Point labeling dataset excerpts
START

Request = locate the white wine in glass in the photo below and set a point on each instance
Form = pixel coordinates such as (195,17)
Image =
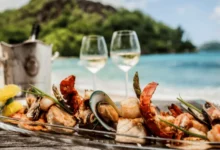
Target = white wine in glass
(93,54)
(125,51)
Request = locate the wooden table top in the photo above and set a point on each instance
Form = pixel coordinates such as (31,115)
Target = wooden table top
(12,140)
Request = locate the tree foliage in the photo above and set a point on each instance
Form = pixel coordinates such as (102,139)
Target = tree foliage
(64,22)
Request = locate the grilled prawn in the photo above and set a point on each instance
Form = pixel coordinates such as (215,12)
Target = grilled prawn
(151,116)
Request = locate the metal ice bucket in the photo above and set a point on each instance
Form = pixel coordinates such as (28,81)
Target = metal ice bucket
(26,64)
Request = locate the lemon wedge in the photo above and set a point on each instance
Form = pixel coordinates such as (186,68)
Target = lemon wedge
(11,108)
(8,92)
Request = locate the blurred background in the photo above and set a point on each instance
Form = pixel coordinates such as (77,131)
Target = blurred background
(180,41)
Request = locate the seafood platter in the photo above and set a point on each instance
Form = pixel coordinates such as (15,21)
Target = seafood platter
(95,120)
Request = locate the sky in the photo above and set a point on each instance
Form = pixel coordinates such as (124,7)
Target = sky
(199,18)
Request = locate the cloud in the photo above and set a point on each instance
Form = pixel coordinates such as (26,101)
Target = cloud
(181,10)
(187,9)
(216,14)
(10,4)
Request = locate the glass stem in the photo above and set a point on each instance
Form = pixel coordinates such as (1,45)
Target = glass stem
(94,81)
(126,83)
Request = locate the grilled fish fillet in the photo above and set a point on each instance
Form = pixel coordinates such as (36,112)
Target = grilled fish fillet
(58,117)
(132,127)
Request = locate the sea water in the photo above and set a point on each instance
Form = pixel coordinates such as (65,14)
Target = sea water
(192,76)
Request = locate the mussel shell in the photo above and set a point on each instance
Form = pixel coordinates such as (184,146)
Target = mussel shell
(198,116)
(100,97)
(212,113)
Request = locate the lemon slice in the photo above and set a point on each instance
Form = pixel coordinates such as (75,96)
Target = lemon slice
(7,92)
(11,108)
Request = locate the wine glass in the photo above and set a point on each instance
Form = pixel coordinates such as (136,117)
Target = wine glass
(125,51)
(93,54)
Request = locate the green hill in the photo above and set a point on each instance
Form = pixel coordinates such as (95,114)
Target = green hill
(211,46)
(65,22)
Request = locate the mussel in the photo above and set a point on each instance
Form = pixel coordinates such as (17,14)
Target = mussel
(212,113)
(195,109)
(99,98)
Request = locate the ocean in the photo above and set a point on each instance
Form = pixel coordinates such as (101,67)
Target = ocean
(191,75)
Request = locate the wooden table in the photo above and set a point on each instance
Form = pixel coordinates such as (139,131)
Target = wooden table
(12,140)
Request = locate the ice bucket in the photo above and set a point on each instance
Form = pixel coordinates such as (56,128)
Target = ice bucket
(25,64)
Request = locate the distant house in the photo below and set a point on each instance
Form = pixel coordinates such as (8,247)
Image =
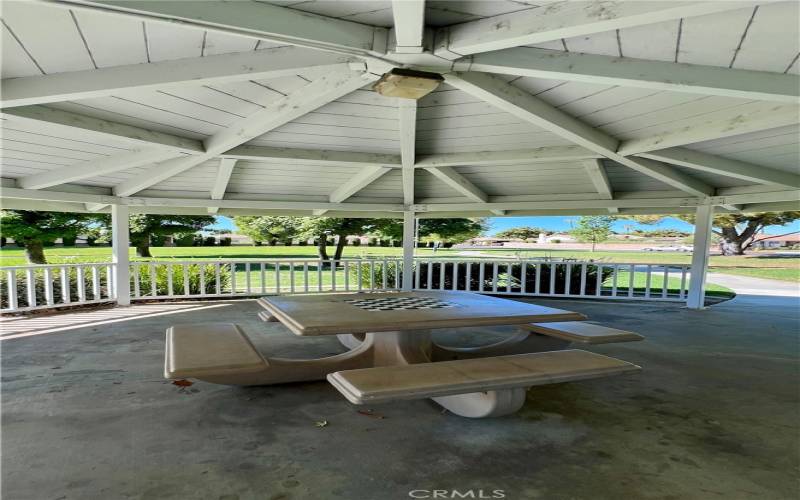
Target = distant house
(765,241)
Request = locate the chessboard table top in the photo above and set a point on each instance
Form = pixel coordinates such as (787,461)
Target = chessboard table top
(330,314)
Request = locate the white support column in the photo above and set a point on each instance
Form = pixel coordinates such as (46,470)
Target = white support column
(702,241)
(408,251)
(120,244)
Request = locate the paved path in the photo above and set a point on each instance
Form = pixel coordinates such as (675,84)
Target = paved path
(746,285)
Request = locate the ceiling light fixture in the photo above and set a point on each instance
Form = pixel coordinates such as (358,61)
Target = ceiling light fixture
(407,83)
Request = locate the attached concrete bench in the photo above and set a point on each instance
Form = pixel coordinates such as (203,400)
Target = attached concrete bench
(446,378)
(210,350)
(582,332)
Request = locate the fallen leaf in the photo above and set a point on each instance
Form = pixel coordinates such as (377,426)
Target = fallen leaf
(370,413)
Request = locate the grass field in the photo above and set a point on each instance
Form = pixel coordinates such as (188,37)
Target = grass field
(762,266)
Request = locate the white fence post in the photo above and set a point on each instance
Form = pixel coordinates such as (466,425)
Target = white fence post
(120,243)
(408,251)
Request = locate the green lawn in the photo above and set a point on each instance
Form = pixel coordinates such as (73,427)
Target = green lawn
(763,266)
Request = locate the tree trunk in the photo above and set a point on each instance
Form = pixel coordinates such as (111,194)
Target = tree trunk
(340,247)
(732,242)
(143,247)
(34,251)
(322,246)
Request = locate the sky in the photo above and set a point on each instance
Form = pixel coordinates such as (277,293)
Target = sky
(497,224)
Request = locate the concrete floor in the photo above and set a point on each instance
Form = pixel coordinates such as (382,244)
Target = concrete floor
(714,414)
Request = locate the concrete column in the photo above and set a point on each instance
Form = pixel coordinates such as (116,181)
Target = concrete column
(120,245)
(408,251)
(702,243)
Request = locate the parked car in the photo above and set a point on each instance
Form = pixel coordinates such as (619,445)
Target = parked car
(670,248)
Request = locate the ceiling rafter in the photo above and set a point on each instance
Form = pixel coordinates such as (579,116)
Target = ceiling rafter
(256,19)
(724,166)
(597,174)
(563,20)
(94,168)
(629,72)
(358,182)
(209,70)
(57,123)
(532,109)
(308,98)
(648,199)
(735,121)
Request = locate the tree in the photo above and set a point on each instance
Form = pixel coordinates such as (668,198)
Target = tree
(737,231)
(522,233)
(593,229)
(446,230)
(322,227)
(268,228)
(33,229)
(144,226)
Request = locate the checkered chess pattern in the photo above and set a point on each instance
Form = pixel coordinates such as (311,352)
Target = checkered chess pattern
(400,303)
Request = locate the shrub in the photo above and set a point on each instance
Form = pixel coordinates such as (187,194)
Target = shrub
(157,240)
(514,277)
(184,240)
(162,279)
(58,298)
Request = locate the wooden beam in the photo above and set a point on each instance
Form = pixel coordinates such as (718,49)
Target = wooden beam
(162,75)
(752,117)
(510,157)
(409,24)
(292,156)
(356,183)
(223,176)
(256,19)
(533,110)
(564,20)
(408,133)
(56,122)
(597,174)
(94,168)
(308,98)
(629,72)
(449,176)
(724,166)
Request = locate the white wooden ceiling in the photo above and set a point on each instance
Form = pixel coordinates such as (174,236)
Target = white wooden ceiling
(474,154)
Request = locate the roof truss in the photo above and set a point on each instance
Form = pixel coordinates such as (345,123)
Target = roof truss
(256,19)
(218,69)
(629,72)
(308,98)
(565,20)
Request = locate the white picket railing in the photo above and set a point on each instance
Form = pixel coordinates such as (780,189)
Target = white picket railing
(26,288)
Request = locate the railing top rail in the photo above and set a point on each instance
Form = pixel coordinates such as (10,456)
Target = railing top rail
(56,266)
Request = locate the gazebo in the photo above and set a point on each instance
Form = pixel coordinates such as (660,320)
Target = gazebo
(397,109)
(525,108)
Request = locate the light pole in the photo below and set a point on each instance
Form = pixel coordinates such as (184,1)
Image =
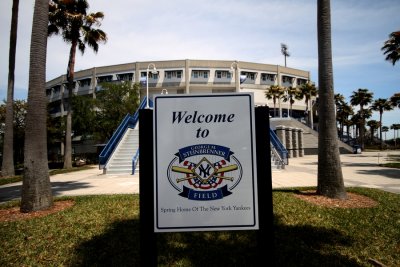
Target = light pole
(154,71)
(235,67)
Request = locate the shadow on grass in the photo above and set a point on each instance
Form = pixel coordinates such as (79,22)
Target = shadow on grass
(387,172)
(302,245)
(117,246)
(14,192)
(294,246)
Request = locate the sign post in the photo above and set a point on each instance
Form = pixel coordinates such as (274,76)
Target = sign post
(204,166)
(205,163)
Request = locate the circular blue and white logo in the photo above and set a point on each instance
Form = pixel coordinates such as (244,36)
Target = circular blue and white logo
(204,172)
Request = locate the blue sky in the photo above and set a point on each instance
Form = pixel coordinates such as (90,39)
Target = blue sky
(245,30)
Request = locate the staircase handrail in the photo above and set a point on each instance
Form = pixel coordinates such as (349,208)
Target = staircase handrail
(135,161)
(129,121)
(279,148)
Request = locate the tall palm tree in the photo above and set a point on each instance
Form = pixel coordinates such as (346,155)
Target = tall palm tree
(7,168)
(385,129)
(70,18)
(395,100)
(330,177)
(36,188)
(373,125)
(274,92)
(361,97)
(381,105)
(391,47)
(307,92)
(395,127)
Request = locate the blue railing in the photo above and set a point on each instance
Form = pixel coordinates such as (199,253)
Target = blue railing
(280,149)
(135,161)
(128,122)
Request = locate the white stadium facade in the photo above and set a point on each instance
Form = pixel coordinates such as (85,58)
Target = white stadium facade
(186,77)
(190,76)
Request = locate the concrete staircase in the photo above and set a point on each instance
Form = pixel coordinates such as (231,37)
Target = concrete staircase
(310,137)
(276,164)
(121,160)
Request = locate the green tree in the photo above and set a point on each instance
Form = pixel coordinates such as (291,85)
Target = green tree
(342,116)
(7,167)
(307,92)
(361,97)
(391,47)
(274,92)
(112,104)
(36,188)
(19,107)
(70,18)
(381,105)
(330,177)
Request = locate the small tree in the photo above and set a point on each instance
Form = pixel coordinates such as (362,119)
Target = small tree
(274,92)
(391,47)
(361,97)
(307,92)
(381,105)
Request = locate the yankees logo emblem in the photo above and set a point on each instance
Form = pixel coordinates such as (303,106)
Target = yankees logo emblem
(204,172)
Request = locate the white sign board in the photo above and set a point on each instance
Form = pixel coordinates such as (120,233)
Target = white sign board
(205,164)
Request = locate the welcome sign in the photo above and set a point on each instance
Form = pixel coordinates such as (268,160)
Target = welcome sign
(205,165)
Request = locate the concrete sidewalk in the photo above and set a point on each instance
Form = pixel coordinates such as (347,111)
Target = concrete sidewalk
(359,170)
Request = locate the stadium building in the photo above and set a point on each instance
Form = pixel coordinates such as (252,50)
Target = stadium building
(186,77)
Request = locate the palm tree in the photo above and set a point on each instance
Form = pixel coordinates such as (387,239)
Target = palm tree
(395,127)
(391,47)
(307,92)
(381,105)
(36,188)
(7,167)
(342,116)
(373,125)
(330,177)
(395,100)
(361,97)
(274,92)
(70,18)
(385,129)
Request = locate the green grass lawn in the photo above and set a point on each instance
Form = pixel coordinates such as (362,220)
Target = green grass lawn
(18,178)
(104,231)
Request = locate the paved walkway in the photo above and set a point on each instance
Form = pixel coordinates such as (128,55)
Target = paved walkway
(359,170)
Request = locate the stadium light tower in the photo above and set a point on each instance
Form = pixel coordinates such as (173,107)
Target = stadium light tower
(154,71)
(285,52)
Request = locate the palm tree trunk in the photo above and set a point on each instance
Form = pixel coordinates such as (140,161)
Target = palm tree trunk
(68,131)
(362,128)
(330,178)
(36,188)
(8,147)
(380,130)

END

Rewrite the listing from the line containing "Request = locate the green grass" up to and including its last line, keeping the requests and their format samples unchanged. Scale every answer point coordinate by 1.35 and round it to a whole number, with halves rounded up.

_Solution to this problem_.
Request = locate the green grass lawn in the photo above and set a point on each instance
Form = pixel coordinates such as (362,220)
Target = green grass lawn
(24,240)
(140,312)
Request = locate the paved walkway in the photo above and set a point on each instance
Form = pixel coordinates such as (128,55)
Target = paved walkway
(485,230)
Request = locate the stadium light tower in the photo above and set a point on each instance
Form = pixel coordinates such as (173,107)
Target = stadium light tower
(208,96)
(385,70)
Request = locate the palm tree trunk in the photo above and set a point on each instance
Form = pixel coordinates such as (140,161)
Target = palm tree trunk
(92,177)
(489,173)
(446,240)
(49,254)
(11,198)
(513,176)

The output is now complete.